:: Objective ::
Convert the lines of the records from the one containing "Please mark the region of every instance of the **light" through the last line of the records into a JSON list of strings, one string per line, with blank lines omitted.

:: Stored rows ::
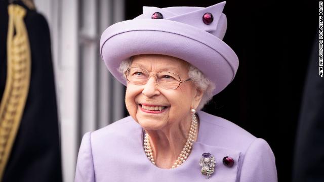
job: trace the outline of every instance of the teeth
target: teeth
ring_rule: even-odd
[[[165,107],[165,106],[146,106],[142,105],[143,109],[151,111],[161,111],[164,110]]]

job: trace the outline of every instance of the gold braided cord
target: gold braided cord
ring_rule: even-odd
[[[18,5],[8,7],[7,74],[0,104],[0,181],[11,152],[29,88],[31,56],[24,17]]]

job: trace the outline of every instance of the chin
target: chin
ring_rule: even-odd
[[[145,117],[137,117],[138,123],[146,130],[159,130],[163,128],[167,125],[167,122],[165,119],[159,119],[152,117],[151,118]]]

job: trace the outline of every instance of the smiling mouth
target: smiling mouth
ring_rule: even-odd
[[[147,110],[148,111],[161,111],[164,109],[166,109],[168,108],[168,106],[145,106],[143,105],[142,104],[139,104],[140,106],[142,107],[143,109]]]

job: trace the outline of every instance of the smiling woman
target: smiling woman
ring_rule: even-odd
[[[238,66],[222,40],[224,5],[144,7],[104,32],[101,54],[127,86],[130,116],[85,135],[76,181],[277,181],[266,142],[200,111]]]

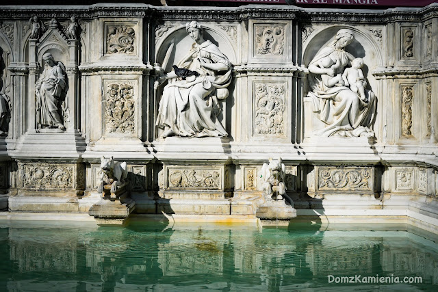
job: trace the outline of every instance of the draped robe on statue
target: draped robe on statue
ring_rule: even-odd
[[[227,69],[209,70],[201,66],[201,62],[222,63]],[[227,136],[217,116],[221,110],[218,100],[227,97],[226,88],[231,82],[231,66],[228,58],[216,45],[206,40],[201,44],[194,43],[177,66],[196,71],[200,76],[192,81],[169,79],[159,103],[157,127],[168,127],[179,136]]]
[[[309,65],[317,65],[321,59],[328,56],[340,62],[339,67],[335,69],[335,76],[342,74],[344,67],[355,58],[350,53],[331,46],[317,54]],[[364,102],[346,86],[326,86],[322,82],[321,75],[311,73],[308,80],[312,90],[308,96],[312,98],[314,111],[319,114],[320,120],[328,125],[318,135],[322,137],[374,136],[374,132],[370,129],[376,114],[376,96],[372,91],[365,90],[367,101]]]
[[[46,64],[35,86],[37,124],[51,127],[63,124],[58,105],[67,90],[67,83],[60,65]]]

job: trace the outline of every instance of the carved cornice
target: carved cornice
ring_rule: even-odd
[[[79,66],[79,72],[82,74],[87,73],[116,73],[126,74],[127,72],[149,74],[149,71],[153,70],[153,67],[150,64],[144,66],[103,66],[103,65],[85,65]]]
[[[261,67],[251,66],[236,66],[233,68],[235,74],[239,77],[244,75],[291,75],[302,77],[309,74],[309,69],[304,66],[292,66],[289,67]]]
[[[296,6],[276,8],[262,5],[250,5],[237,8],[203,7],[154,7],[146,4],[73,5],[56,8],[42,6],[3,6],[0,18],[29,19],[34,15],[40,18],[56,17],[69,18],[74,16],[81,19],[99,16],[107,17],[148,17],[166,20],[242,20],[248,18],[298,19],[302,21],[331,23],[385,23],[391,21],[424,21],[438,16],[438,5],[431,4],[425,8],[399,8],[359,10],[348,10],[339,14],[339,11],[326,9],[324,12]]]
[[[425,78],[437,77],[438,67],[422,68],[421,70],[385,68],[375,70],[372,74],[377,80]]]

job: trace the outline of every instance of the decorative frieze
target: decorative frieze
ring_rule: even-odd
[[[132,81],[106,81],[105,133],[132,135],[135,133],[134,85]]]
[[[285,25],[255,27],[255,55],[282,56],[285,54]]]
[[[432,133],[432,84],[426,84],[426,137],[430,137]]]
[[[254,134],[284,136],[285,83],[254,83]]]
[[[60,163],[19,163],[25,189],[82,189],[85,184],[82,165]],[[82,173],[83,172],[83,173]]]
[[[245,168],[245,190],[255,191],[257,189],[257,169]]]
[[[396,189],[398,191],[413,191],[414,189],[414,170],[396,170]]]
[[[370,168],[319,168],[318,189],[372,191]]]
[[[107,32],[107,53],[135,53],[136,32],[127,25],[110,26]]]
[[[427,172],[426,170],[418,171],[418,191],[427,193]]]
[[[412,127],[412,100],[413,86],[402,86],[402,135],[413,137]]]
[[[410,27],[402,29],[402,56],[407,58],[413,57],[413,31]]]
[[[218,168],[168,168],[169,189],[220,189],[221,171]]]

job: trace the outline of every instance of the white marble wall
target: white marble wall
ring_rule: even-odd
[[[235,204],[242,208],[235,213],[248,213],[248,202],[262,191],[261,165],[271,157],[286,165],[287,192],[297,209],[342,209],[358,196],[366,198],[363,209],[384,209],[400,196],[406,206],[424,196],[436,204],[438,5],[344,13],[281,5],[134,7],[1,10],[1,90],[10,100],[7,135],[0,137],[1,174],[8,182],[1,185],[8,194],[0,195],[1,208],[9,200],[16,211],[50,211],[57,202],[70,204],[57,211],[83,210],[77,195],[95,189],[103,155],[128,163],[140,213],[155,212],[155,200],[177,191],[188,197],[210,191],[228,202],[227,210]],[[32,39],[34,16],[41,29]],[[68,38],[72,16],[77,40]],[[228,135],[164,139],[155,126],[164,89],[154,89],[163,73],[157,63],[167,59],[168,72],[187,53],[193,40],[185,25],[192,20],[233,65],[229,95],[218,103],[218,120]],[[321,137],[318,132],[327,124],[308,95],[312,59],[346,29],[354,40],[342,49],[363,58],[366,89],[376,98],[372,137]],[[46,52],[66,65],[65,131],[38,131],[36,124],[35,83]],[[71,188],[47,181],[50,191],[36,187],[29,192],[20,174],[37,161],[48,174],[73,167],[72,181],[86,181]],[[220,170],[220,187],[176,191],[166,185],[172,168],[195,174]],[[44,199],[38,203],[34,197]],[[203,206],[209,204],[205,200]]]

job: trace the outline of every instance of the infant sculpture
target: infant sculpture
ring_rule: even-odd
[[[99,194],[103,192],[103,186],[105,185],[111,185],[111,193],[116,193],[117,187],[122,185],[128,176],[126,162],[120,163],[115,161],[112,156],[111,158],[101,157],[101,183],[97,187]]]
[[[263,189],[266,198],[274,200],[283,199],[286,194],[285,176],[285,166],[281,163],[281,159],[274,160],[269,159],[269,163],[263,163],[261,168],[261,178],[263,178]]]

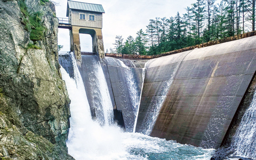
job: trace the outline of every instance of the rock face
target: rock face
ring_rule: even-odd
[[[145,129],[147,113],[159,114],[151,136],[218,148],[255,72],[255,42],[254,36],[150,61],[136,131]],[[159,91],[171,78],[163,95]],[[162,96],[159,109],[152,109]]]
[[[32,42],[18,2],[0,1],[0,158],[73,159],[66,146],[70,100],[58,62],[58,19],[44,1],[23,1],[44,28]]]

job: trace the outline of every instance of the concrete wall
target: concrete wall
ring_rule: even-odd
[[[79,13],[85,14],[85,20],[79,19]],[[95,15],[95,21],[89,21],[89,14]],[[102,28],[102,13],[71,10],[70,17],[73,26]]]
[[[126,131],[132,132],[137,111],[131,102],[130,91],[127,86],[128,82],[126,79],[125,68],[109,66],[108,69],[116,109],[122,111]],[[139,95],[140,95],[143,83],[142,68],[131,69],[133,73],[134,82],[138,89]]]
[[[136,131],[144,129],[146,113],[154,113],[147,104],[163,95],[155,94],[159,86],[173,76],[151,135],[218,148],[255,73],[255,44],[254,36],[149,61]],[[180,56],[183,59],[172,73]]]

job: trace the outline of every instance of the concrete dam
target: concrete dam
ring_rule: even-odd
[[[142,65],[82,55],[82,63],[75,66],[83,81],[91,115],[100,125],[118,121],[127,132],[203,148],[236,148],[242,145],[235,142],[238,141],[236,129],[245,121],[241,113],[255,106],[255,42],[253,36]],[[69,54],[60,55],[59,62],[74,78],[75,66],[68,64],[71,59]],[[249,132],[256,130],[252,127]],[[250,134],[255,137],[255,132]]]

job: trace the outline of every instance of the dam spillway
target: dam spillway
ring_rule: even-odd
[[[117,60],[107,60],[101,65],[108,101],[122,113],[127,132],[135,126],[137,132],[218,148],[255,74],[255,42],[256,37],[252,37],[151,60],[144,81],[142,68],[131,68],[137,91],[142,89],[141,97],[136,95],[141,98],[137,117],[126,86],[126,67]],[[82,72],[91,72],[91,67]],[[89,103],[93,89],[86,90]],[[93,115],[95,111],[91,111]]]
[[[255,73],[255,42],[254,36],[149,61],[136,130],[144,129],[145,115],[154,112],[148,104],[159,86],[174,76],[150,135],[218,148]],[[176,57],[182,55],[173,75]]]
[[[181,145],[174,141],[166,141],[141,133],[124,132],[116,124],[101,122],[105,121],[105,118],[94,118],[91,111],[93,108],[90,107],[87,99],[91,92],[87,92],[84,87],[83,76],[80,74],[81,70],[78,70],[74,54],[60,55],[60,62],[65,62],[67,57],[71,57],[73,61],[69,67],[65,66],[65,63],[61,63],[63,65],[61,71],[71,100],[71,127],[67,146],[69,154],[76,160],[164,160],[166,157],[180,160],[204,160],[211,157],[213,149]],[[87,58],[94,58],[92,56]],[[99,62],[98,59],[95,60],[98,60],[97,63]],[[104,67],[102,66],[102,68]],[[66,70],[69,68],[73,68],[73,74]],[[97,83],[99,81],[91,82]],[[95,92],[98,91],[96,90]],[[99,109],[101,107],[96,106],[98,107]],[[113,115],[109,114],[109,116],[113,117]]]

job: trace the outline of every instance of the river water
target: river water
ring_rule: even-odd
[[[100,122],[93,119],[74,55],[72,58],[74,61],[70,65],[74,65],[74,75],[70,77],[65,67],[61,67],[61,71],[71,100],[71,127],[67,146],[69,154],[76,159],[210,159],[214,149],[181,145],[142,133],[125,132],[116,124],[105,123],[102,126]]]

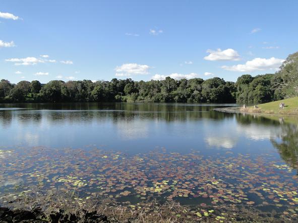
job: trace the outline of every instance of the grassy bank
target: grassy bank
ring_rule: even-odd
[[[279,108],[279,104],[284,103],[285,108]],[[298,97],[288,98],[280,101],[276,101],[268,103],[261,104],[259,105],[258,109],[254,109],[250,107],[249,109],[258,113],[274,114],[288,114],[298,115]]]

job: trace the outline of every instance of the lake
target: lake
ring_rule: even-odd
[[[296,219],[298,119],[213,110],[236,105],[0,104],[0,204],[58,188]]]

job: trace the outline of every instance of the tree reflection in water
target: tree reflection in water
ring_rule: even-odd
[[[298,169],[298,126],[284,123],[282,129],[282,133],[279,136],[281,141],[275,139],[270,141],[278,150],[281,158],[291,167]]]

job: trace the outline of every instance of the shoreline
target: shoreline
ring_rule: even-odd
[[[274,115],[276,116],[291,116],[291,117],[298,117],[298,114],[275,114],[272,113],[262,113],[262,112],[253,112],[247,110],[242,110],[241,107],[227,107],[224,108],[216,108],[213,109],[213,111],[216,111],[220,112],[225,112],[232,114],[248,114],[251,115]]]

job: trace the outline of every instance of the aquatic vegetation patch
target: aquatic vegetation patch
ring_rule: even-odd
[[[148,204],[180,203],[184,211],[173,208],[168,213],[178,218],[225,222],[225,214],[230,220],[233,211],[248,213],[253,208],[258,214],[298,219],[297,167],[270,155],[229,151],[204,157],[196,151],[182,154],[156,149],[129,155],[97,148],[44,147],[14,153],[17,160],[0,160],[5,173],[0,185],[20,178],[23,183],[17,188],[0,186],[0,203],[4,204],[55,190],[77,193],[72,202],[81,206],[100,201],[137,211],[146,210]]]

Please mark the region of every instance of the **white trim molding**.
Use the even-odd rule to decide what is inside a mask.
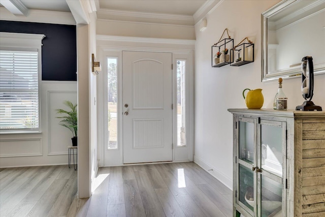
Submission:
[[[97,12],[99,19],[126,21],[165,23],[193,26],[194,20],[190,15],[159,13],[127,11],[113,9],[100,9]]]
[[[154,44],[171,44],[186,45],[194,45],[196,40],[182,39],[166,39],[152,38],[130,37],[126,36],[115,36],[98,35],[98,40],[124,42],[145,43]]]
[[[1,4],[15,15],[27,16],[28,9],[20,0],[2,0]]]
[[[194,156],[194,162],[209,172],[210,175],[220,181],[229,189],[233,190],[233,179],[232,178],[226,177],[218,168],[210,165],[195,155]]]
[[[1,143],[0,158],[43,155],[43,141],[40,138],[2,139]]]

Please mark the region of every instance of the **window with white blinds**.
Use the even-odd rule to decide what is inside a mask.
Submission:
[[[0,130],[38,131],[39,53],[0,50]]]

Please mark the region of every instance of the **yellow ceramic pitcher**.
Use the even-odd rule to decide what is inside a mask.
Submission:
[[[245,97],[245,91],[247,90],[249,91]],[[251,90],[248,88],[246,88],[243,91],[243,97],[245,99],[246,105],[249,109],[259,109],[263,106],[264,98],[262,89]]]

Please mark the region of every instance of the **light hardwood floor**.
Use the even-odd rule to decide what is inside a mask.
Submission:
[[[192,162],[101,168],[87,199],[75,196],[77,174],[67,168],[1,171],[1,216],[232,215],[232,192]]]
[[[67,165],[2,169],[0,216],[64,216],[77,188],[77,171]]]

:: Response ::
[
  "Please mark the region of every instance of the **light hardwood floor**.",
  "Use the even-odd rule to decide what is inside a mask.",
  "Submission:",
  "[[[192,162],[101,168],[87,199],[75,196],[77,174],[67,168],[1,171],[1,216],[232,215],[232,192]]]",
  "[[[67,165],[2,169],[0,216],[64,216],[77,188],[77,171]]]"
]